- **Work to complete**
Reproduce all of the data below verbatim, line for line, omitting the pictures.

>>

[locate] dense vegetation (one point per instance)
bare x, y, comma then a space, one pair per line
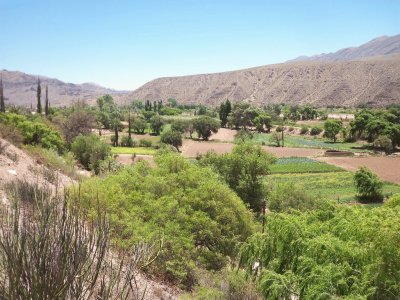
339, 252
199, 219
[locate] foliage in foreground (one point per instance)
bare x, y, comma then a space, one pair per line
47, 251
200, 219
242, 170
346, 252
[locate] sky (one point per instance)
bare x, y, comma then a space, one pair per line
124, 44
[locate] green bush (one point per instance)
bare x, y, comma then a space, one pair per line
368, 185
127, 141
199, 219
348, 252
89, 150
145, 143
34, 132
304, 129
243, 170
315, 130
287, 197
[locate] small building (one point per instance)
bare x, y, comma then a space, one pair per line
342, 117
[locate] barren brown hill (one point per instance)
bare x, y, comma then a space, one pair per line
375, 81
20, 89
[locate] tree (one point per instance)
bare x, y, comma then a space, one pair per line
205, 126
2, 104
156, 124
90, 151
368, 185
46, 107
38, 95
115, 123
172, 137
332, 128
139, 125
79, 122
243, 170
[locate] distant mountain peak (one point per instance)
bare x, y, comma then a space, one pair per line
382, 45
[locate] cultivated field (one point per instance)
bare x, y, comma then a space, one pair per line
388, 168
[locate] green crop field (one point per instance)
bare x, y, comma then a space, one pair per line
310, 142
133, 150
336, 186
301, 165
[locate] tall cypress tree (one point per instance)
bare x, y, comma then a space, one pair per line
2, 105
46, 107
39, 94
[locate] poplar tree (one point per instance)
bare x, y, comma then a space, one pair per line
46, 108
2, 105
39, 93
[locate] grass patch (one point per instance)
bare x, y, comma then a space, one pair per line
301, 165
337, 186
133, 150
310, 142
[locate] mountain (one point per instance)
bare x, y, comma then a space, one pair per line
20, 89
375, 81
383, 45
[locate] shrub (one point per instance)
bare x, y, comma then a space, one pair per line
243, 170
383, 143
244, 135
48, 251
127, 141
368, 185
200, 220
34, 132
315, 130
172, 137
90, 151
276, 138
304, 129
286, 197
393, 201
145, 143
205, 126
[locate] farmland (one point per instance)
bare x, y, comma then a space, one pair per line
337, 186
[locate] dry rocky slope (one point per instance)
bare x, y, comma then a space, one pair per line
20, 89
383, 45
375, 81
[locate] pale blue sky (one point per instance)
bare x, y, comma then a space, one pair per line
124, 44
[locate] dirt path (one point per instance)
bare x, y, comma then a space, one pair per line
388, 168
224, 135
192, 148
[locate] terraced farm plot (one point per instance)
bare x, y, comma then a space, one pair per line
310, 142
301, 165
133, 150
337, 186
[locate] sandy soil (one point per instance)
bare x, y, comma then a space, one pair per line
388, 168
126, 159
224, 135
192, 148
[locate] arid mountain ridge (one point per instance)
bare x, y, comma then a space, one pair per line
368, 74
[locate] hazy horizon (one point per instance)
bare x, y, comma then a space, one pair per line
126, 44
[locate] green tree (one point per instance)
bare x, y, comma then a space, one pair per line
2, 104
205, 126
332, 128
172, 137
368, 185
46, 106
38, 95
139, 125
89, 150
243, 170
156, 124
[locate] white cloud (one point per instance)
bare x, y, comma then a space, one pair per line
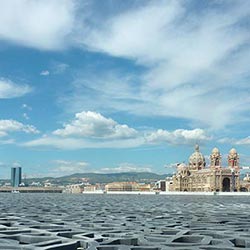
179, 136
93, 130
192, 61
26, 106
9, 89
65, 143
42, 24
8, 126
63, 167
44, 73
92, 124
126, 167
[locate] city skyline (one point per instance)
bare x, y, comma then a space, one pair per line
118, 86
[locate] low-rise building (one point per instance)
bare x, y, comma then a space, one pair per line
122, 186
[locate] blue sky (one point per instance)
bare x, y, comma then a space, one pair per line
112, 86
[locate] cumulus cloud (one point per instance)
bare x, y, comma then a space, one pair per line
195, 61
42, 24
92, 124
44, 73
9, 89
65, 143
8, 126
179, 136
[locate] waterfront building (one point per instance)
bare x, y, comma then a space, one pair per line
196, 177
122, 186
16, 176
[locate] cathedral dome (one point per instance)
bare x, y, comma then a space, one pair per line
181, 167
197, 159
215, 151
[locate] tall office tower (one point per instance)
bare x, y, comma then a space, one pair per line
16, 176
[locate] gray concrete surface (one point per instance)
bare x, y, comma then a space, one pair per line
126, 222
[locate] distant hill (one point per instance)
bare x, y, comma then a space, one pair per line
146, 177
93, 178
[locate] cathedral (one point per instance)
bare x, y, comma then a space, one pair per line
196, 177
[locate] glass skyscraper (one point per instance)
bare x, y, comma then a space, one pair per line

<<

- **Final answer**
[locate] dense vegetation (one point per instance)
bare x, y, comma then a space, one pair per line
339, 252
199, 219
[locate] foliage in foreground (one point per instance)
bare x, y, comma then a space, one pair per line
47, 251
200, 219
242, 170
346, 252
[locate] sky (one point per instance)
bare x, y, comma then a space, one pair per line
124, 44
[locate] green bush (one point per instance)
bare x, y, comma then a space, one pair per line
368, 185
127, 141
199, 219
348, 252
89, 150
145, 143
34, 132
304, 129
243, 170
315, 130
287, 197
[locate] small building (one point per instance)
bare x, y, comma then a space, one pair per line
342, 117
[locate] barren brown hill (one point per instance)
bare x, y, comma then a space, one pair per line
375, 81
20, 89
[locate] tree (one point per instance)
bare x, y, comma then a space, one pair per line
205, 126
2, 104
156, 124
90, 151
368, 185
46, 107
38, 95
115, 123
172, 137
332, 128
139, 125
79, 122
243, 170
[locate] distant mountain peak (one point per instance)
bare x, y, comma then a space, one pair per line
382, 45
[locate] cultivated field (one point per instance)
bare x, y, comma then a space, one pair per line
388, 168
[locate] green crop field (one point per instance)
bare x, y, comma then a space, one pair per line
310, 142
133, 150
336, 186
301, 165
[locate] tall cypress tree (one point per instance)
bare x, y, comma then a space, one pair per line
2, 105
46, 107
39, 94
[locate] poplar tree (one point per instance)
bare x, y, comma then a space, one pair per line
46, 108
2, 105
39, 93
[locate] grass patch (one point per instance)
bare x, y, comma then a space, one pair per line
301, 165
337, 186
133, 150
310, 142
[locate] mountain (one point per instance)
bare x, y, comma then a space, one pair per line
20, 89
375, 81
383, 45
[locate] shrub (one point per instance)
bare x, y, comma then a space, one pair per line
243, 170
383, 143
244, 135
48, 251
127, 141
368, 185
200, 220
34, 132
315, 130
172, 137
90, 151
276, 138
304, 129
286, 197
393, 201
145, 143
205, 126
[locate] farmland (one point per instance)
bare x, y, comma then a space, one pair per line
337, 186
[locate] dry rocky slope (one point per instance)
bare x, y, comma then a space, one pair per line
20, 89
383, 45
375, 81
[locate] pale blue sky (one point per instance)
bare x, y, comma then a space, one pair per line
124, 44
[locate] dirt path (one point per instance)
bare x, y, comma then a space, one pair per line
388, 168
224, 135
192, 148
[locate] terraced farm plot (one point per instance)
bare x, y, comma then a space, one pair per line
310, 142
301, 165
133, 150
337, 186
[locate] sandy soil (one point per instance)
bare x, y, comma then a space, one pair per line
388, 168
126, 159
224, 135
192, 148
[locate] arid mountain ridge (one point per instance)
bare x, y, comma then a space, one pair per line
368, 74
[locate] hazy horizon (one point per instance)
bare x, y, comma then a space, one pair per line
126, 44
[locate] green tree (one point per instance)
bare x, y, comma then a space, one pair per line
2, 104
205, 126
332, 128
172, 137
368, 185
46, 106
38, 95
139, 125
89, 150
243, 170
156, 124
[locate] white cloud (one point per instance)
bare x, y, comma then a space, one pair per line
179, 136
93, 130
192, 61
26, 106
9, 89
65, 143
42, 24
8, 126
63, 167
44, 73
92, 124
126, 167
[locate] city skyline (one point per instance)
bare x, y, comma then a space, one pair per line
118, 86
[locate] low-rise building (one point per instance)
bare x, y, comma then a space, one pair per line
122, 186
[locate] blue sky (one point per instance)
bare x, y, comma then a space, one pair per line
112, 86
[locate] cumulus cloud (one point per instance)
bare x, y, comma then a space, one pair per line
195, 61
42, 24
92, 124
44, 73
9, 89
65, 143
8, 126
179, 136
[locate] waterfront building (one point per instance)
bare x, y, comma then a space, one pair per line
196, 177
122, 186
16, 176
[locate] cathedral dome (one point per instance)
bare x, y, comma then a space, one pair per line
181, 167
197, 159
215, 151
[locate] tall office tower (one point per instance)
bare x, y, comma then a space, one pair per line
16, 176
[locate] gray concrete surface (one point per instance)
bare x, y, comma then a space, one pair per line
126, 222
[locate] distant hill (one point per instance)
bare x, y, comma then a space, one pair per line
146, 177
93, 178
[locate] cathedral (one point per instance)
bare x, y, comma then a space, one pair per line
196, 177
[locate] glass skyscraper (one point per instance)
bare x, y, comma then a space, one pair per line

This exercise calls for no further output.